---------- THE RECORDS
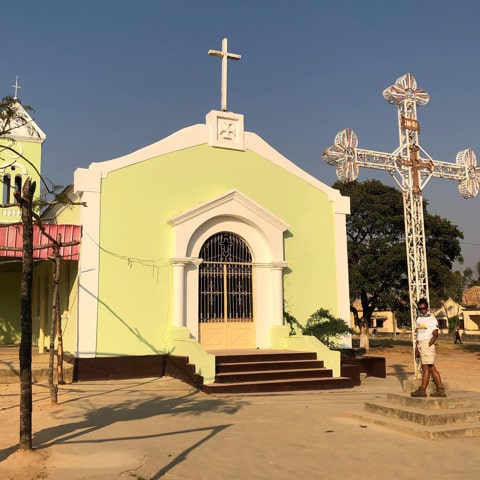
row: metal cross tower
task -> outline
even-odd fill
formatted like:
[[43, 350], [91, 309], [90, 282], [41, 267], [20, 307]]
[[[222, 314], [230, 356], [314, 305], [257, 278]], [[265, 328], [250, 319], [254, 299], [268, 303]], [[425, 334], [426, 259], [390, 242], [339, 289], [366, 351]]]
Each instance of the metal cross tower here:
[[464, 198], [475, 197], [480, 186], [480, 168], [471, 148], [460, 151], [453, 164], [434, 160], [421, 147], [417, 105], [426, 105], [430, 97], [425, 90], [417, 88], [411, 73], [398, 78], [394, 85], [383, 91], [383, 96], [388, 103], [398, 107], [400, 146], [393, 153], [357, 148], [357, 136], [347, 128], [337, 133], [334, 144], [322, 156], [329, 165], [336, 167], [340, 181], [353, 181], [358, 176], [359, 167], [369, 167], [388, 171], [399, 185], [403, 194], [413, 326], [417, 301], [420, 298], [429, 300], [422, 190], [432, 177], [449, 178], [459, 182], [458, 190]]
--------------------
## PROBLEM DESCRIPTION
Transcribe every record exactly and omit each image.

## ANSWER SECTION
row: metal cross tower
task -> outline
even-odd fill
formatted like:
[[43, 350], [91, 309], [90, 282], [41, 267], [20, 307]]
[[[222, 314], [230, 356], [314, 305], [257, 278]], [[265, 328], [250, 319], [254, 299], [268, 303]], [[425, 334], [426, 259], [390, 242], [339, 289], [366, 351]]]
Each instance of the metal cross tower here:
[[464, 198], [475, 197], [480, 186], [480, 168], [471, 148], [460, 151], [453, 164], [434, 160], [421, 147], [417, 105], [426, 105], [430, 97], [425, 90], [417, 88], [411, 73], [398, 78], [394, 85], [383, 91], [383, 96], [388, 103], [398, 107], [400, 146], [393, 153], [357, 148], [357, 136], [347, 128], [337, 133], [334, 144], [322, 156], [329, 165], [336, 167], [340, 181], [353, 181], [358, 176], [359, 167], [369, 167], [388, 171], [399, 185], [403, 194], [413, 326], [417, 301], [420, 298], [429, 300], [422, 190], [432, 177], [449, 178], [459, 182], [458, 190]]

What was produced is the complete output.